__PROBLEM DETAILS__.
Please reproduce the forum post on using a voice modem as an answering machine word for word, from its title through its final sentence.

__TEXT EXCERPT__.
———

# Use a voice modem as an answering machine?



## ralphbsz (Sep 24, 2018)

Strange question: Is anyone using their FreeBSD machine as an answering machine, using a voice modem?

Here's why I'm asking.  Our traditional landline phone connection at home has been a little unreliable (long story), including the phone company turning voice mail on and off.  Which is really annoying, because we have a perfectly fine answering machine that we rely on.  So I decided that for a few weeks, I should try to keep track of all incoming phone calls, just to make sure they actually get here.  I remembered that I have an old USB modem sitting around, a Conexant model CX93010, completely generic.  Plug it in, connect it to the phone, search the web on how to enable caller ID (it's trivial): Now I can see ring signals coming in, and I can see the caller ID.  With half hour of programming, I can write a script that records this data, and then I can check whether phone calls are making it.  Great.

———

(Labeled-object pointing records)
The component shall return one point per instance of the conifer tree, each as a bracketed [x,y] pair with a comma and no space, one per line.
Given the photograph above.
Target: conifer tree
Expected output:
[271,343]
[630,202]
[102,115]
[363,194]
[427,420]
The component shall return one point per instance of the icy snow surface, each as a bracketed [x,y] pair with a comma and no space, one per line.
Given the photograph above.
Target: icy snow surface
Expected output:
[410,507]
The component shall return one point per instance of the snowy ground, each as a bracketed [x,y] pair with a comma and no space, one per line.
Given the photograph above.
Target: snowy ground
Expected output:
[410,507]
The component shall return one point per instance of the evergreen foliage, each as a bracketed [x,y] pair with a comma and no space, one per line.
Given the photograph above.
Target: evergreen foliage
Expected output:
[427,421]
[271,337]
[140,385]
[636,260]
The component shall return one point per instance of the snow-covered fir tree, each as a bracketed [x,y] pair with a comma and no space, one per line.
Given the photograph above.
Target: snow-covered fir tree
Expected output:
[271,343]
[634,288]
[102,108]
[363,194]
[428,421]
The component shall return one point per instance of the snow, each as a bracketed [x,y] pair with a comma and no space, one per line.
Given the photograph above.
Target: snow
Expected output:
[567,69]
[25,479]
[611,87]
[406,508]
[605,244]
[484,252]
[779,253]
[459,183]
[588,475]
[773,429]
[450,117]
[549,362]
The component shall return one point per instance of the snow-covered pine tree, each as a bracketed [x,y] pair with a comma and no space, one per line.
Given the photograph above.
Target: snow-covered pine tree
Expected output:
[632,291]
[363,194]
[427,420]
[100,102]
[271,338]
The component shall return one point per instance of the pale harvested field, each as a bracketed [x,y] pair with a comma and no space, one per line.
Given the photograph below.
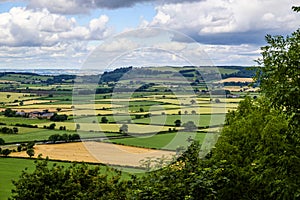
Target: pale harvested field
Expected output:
[32,102]
[236,79]
[132,128]
[31,109]
[96,152]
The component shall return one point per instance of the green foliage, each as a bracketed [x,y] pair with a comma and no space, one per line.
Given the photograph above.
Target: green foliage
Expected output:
[183,179]
[256,154]
[124,129]
[30,152]
[9,112]
[58,118]
[279,74]
[189,126]
[5,152]
[104,120]
[78,181]
[177,122]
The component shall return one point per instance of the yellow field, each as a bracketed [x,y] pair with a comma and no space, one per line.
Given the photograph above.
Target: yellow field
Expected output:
[132,128]
[68,106]
[32,102]
[199,110]
[7,97]
[86,112]
[96,152]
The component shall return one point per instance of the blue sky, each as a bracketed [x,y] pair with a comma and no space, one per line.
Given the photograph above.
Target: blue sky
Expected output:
[63,33]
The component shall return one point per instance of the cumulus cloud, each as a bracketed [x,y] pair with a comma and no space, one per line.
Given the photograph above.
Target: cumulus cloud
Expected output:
[24,27]
[84,6]
[227,21]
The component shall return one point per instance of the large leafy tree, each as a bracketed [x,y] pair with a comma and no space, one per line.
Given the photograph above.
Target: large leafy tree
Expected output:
[78,181]
[279,75]
[255,155]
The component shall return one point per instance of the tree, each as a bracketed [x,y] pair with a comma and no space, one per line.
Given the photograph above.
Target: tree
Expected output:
[193,101]
[5,152]
[124,129]
[104,120]
[8,112]
[30,152]
[254,149]
[53,138]
[279,72]
[15,130]
[217,100]
[177,122]
[189,126]
[77,181]
[30,145]
[52,126]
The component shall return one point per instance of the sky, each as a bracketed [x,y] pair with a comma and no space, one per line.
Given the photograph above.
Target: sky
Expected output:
[67,33]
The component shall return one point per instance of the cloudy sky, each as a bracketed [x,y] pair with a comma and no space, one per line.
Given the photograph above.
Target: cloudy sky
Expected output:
[63,33]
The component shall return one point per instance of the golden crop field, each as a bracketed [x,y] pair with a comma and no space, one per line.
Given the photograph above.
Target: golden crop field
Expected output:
[96,152]
[7,97]
[236,79]
[132,128]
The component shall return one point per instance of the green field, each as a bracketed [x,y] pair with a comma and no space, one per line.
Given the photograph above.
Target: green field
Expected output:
[168,141]
[20,120]
[199,120]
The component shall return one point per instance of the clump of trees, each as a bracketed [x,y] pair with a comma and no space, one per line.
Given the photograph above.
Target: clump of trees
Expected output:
[7,130]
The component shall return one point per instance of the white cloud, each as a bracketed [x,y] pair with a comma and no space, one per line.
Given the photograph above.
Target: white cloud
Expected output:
[221,19]
[23,27]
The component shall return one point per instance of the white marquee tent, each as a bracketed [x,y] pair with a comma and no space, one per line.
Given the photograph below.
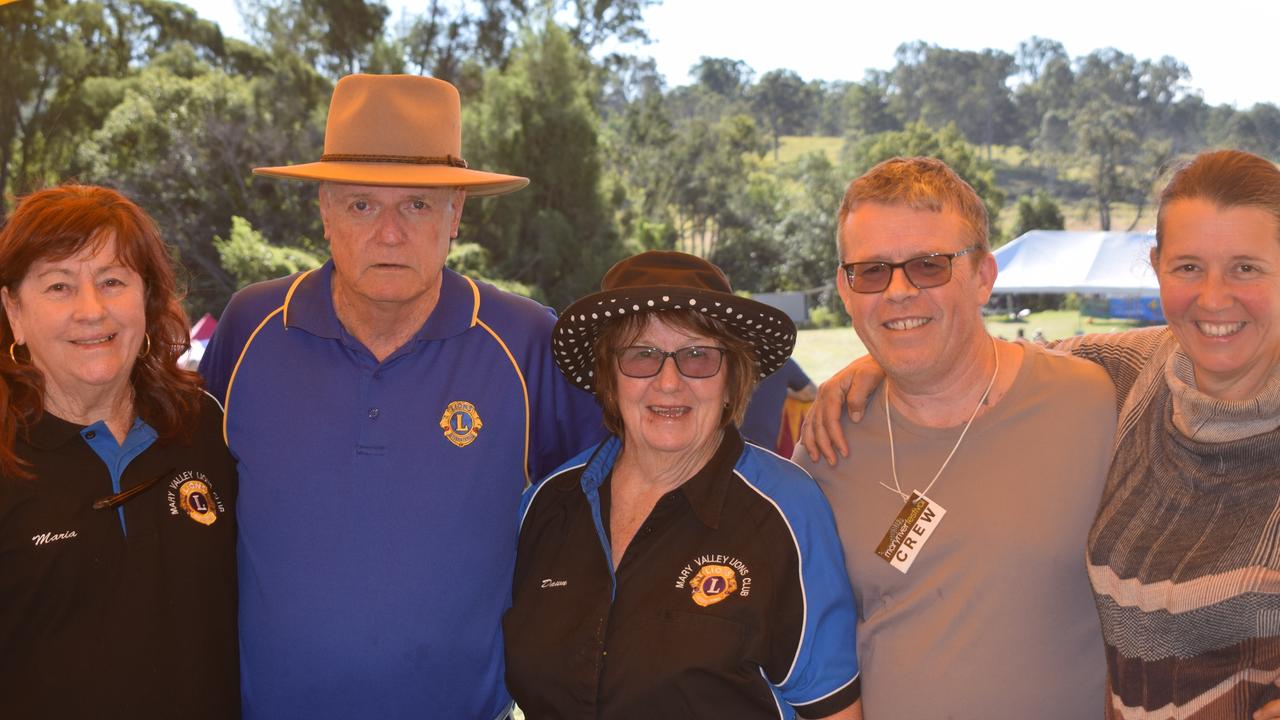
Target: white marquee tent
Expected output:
[1102,263]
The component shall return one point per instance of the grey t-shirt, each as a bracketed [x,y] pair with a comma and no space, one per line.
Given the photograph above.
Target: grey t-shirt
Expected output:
[995,618]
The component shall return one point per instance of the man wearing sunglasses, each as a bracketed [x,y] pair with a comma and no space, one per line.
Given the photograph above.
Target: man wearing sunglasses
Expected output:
[974,474]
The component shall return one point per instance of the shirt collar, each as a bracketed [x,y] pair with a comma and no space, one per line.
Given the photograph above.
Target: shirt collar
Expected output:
[705,491]
[310,306]
[51,432]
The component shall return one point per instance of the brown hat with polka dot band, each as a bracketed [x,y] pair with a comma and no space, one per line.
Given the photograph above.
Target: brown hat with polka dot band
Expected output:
[664,281]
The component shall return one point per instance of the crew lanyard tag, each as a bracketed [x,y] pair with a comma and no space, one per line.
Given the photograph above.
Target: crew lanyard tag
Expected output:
[910,531]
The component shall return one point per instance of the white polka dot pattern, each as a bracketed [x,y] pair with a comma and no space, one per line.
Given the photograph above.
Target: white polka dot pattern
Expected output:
[769,331]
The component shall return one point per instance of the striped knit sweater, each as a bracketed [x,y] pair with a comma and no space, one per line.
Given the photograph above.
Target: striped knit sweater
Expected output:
[1184,555]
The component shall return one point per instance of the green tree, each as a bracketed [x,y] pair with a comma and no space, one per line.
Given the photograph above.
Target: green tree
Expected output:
[182,142]
[940,86]
[781,101]
[1037,212]
[334,36]
[248,258]
[539,118]
[867,106]
[1120,126]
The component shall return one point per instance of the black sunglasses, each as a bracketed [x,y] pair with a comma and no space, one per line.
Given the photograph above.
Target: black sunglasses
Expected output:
[926,270]
[693,361]
[113,500]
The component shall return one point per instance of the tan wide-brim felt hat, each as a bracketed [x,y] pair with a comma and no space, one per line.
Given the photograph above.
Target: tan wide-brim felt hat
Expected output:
[401,131]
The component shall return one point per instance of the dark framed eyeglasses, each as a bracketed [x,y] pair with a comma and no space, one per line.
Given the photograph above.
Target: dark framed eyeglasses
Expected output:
[693,361]
[926,270]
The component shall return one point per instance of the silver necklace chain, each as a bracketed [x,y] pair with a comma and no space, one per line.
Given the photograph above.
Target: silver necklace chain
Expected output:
[888,423]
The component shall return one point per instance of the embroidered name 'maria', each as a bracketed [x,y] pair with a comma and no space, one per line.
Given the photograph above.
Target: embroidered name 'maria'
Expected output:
[45,538]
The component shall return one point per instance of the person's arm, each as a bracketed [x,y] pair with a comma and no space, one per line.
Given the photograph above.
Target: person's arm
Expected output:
[1269,711]
[804,395]
[814,628]
[849,388]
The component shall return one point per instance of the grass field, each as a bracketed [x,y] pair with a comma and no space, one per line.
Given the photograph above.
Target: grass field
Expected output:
[822,352]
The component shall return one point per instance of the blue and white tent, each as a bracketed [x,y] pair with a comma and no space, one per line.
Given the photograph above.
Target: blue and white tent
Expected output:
[1100,263]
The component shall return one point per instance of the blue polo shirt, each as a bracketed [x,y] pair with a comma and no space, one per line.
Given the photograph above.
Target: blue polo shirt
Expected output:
[379,500]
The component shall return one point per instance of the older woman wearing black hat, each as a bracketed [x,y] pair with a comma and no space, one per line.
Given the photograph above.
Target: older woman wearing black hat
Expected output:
[675,570]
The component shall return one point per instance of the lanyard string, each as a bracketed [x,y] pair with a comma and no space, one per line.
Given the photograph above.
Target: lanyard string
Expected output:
[888,423]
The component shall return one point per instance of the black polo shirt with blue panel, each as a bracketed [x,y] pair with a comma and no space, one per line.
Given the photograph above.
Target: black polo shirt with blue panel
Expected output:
[380,499]
[731,601]
[123,611]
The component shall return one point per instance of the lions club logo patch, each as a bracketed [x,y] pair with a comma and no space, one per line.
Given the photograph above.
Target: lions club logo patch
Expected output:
[461,423]
[712,578]
[713,583]
[191,495]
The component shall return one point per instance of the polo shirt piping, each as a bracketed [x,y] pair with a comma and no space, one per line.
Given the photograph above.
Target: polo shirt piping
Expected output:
[117,456]
[804,595]
[520,376]
[592,478]
[851,680]
[325,272]
[773,692]
[804,591]
[231,381]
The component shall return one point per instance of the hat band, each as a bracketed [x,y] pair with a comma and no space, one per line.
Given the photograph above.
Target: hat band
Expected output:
[452,160]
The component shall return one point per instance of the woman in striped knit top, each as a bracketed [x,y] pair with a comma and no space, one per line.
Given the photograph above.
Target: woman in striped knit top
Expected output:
[1184,555]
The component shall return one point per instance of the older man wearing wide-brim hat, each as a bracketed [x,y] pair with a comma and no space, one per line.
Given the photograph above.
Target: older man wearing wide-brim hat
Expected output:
[385,413]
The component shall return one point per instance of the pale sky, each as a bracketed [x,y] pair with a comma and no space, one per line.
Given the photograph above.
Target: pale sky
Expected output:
[1229,45]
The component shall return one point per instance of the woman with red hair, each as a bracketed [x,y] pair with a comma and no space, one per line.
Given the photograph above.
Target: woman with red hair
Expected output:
[117,522]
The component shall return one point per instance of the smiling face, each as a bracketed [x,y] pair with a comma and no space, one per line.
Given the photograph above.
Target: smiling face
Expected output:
[389,244]
[1219,274]
[82,320]
[910,331]
[670,413]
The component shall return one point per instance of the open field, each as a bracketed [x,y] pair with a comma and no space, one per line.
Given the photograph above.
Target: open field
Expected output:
[822,352]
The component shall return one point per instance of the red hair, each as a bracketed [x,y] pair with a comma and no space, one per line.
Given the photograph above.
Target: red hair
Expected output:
[55,224]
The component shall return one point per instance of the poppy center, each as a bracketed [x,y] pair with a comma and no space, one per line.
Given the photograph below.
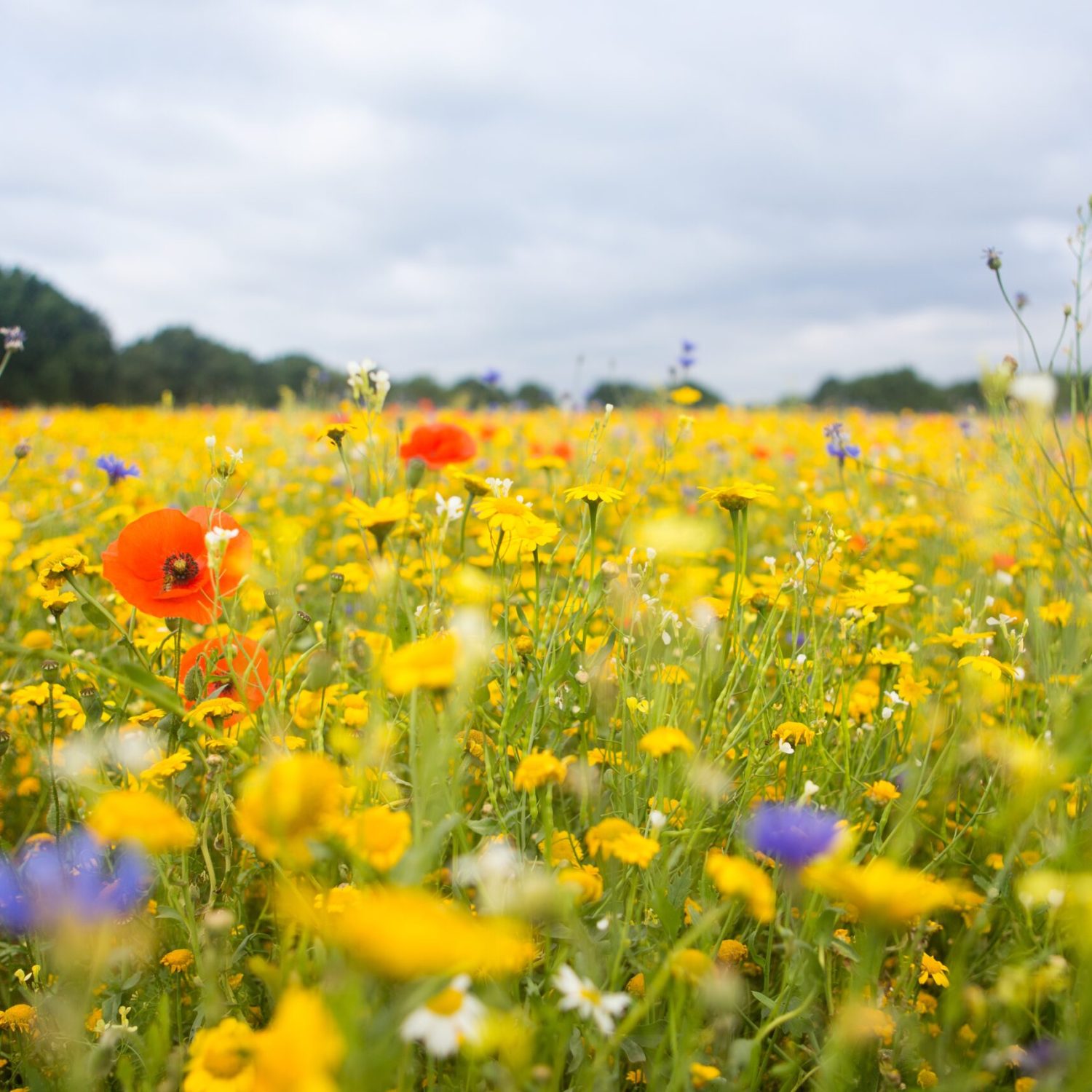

———

__SOLVED PROBLEM__.
# Use a voice modem as an answering machine?



## ralphbsz (Sep 24, 2018)

Strange question: Is anyone using their FreeBSD machine as an answering machine, using a voice modem?

Here's why I'm asking.  Our traditional landline phone connection at home has been a little unreliable (long story), including the phone company turning voice mail on and off.  Which is really annoying, because we have a perfectly fine answering machine that we rely on.  So I decided that for a few weeks, I should try to keep track of all incoming phone calls, just to make sure they actually get here.  I remembered that I have an old USB modem sitting around, a Conexant model CX93010, completely generic.  Plug it in, connect it to the phone, search the web on how to enable caller ID (it's trivial): Now I can see ring signals coming in, and I can see the caller ID.  With half hour of programming, I can write a script that records this data, and then I can check whether phone calls are making it.  Great.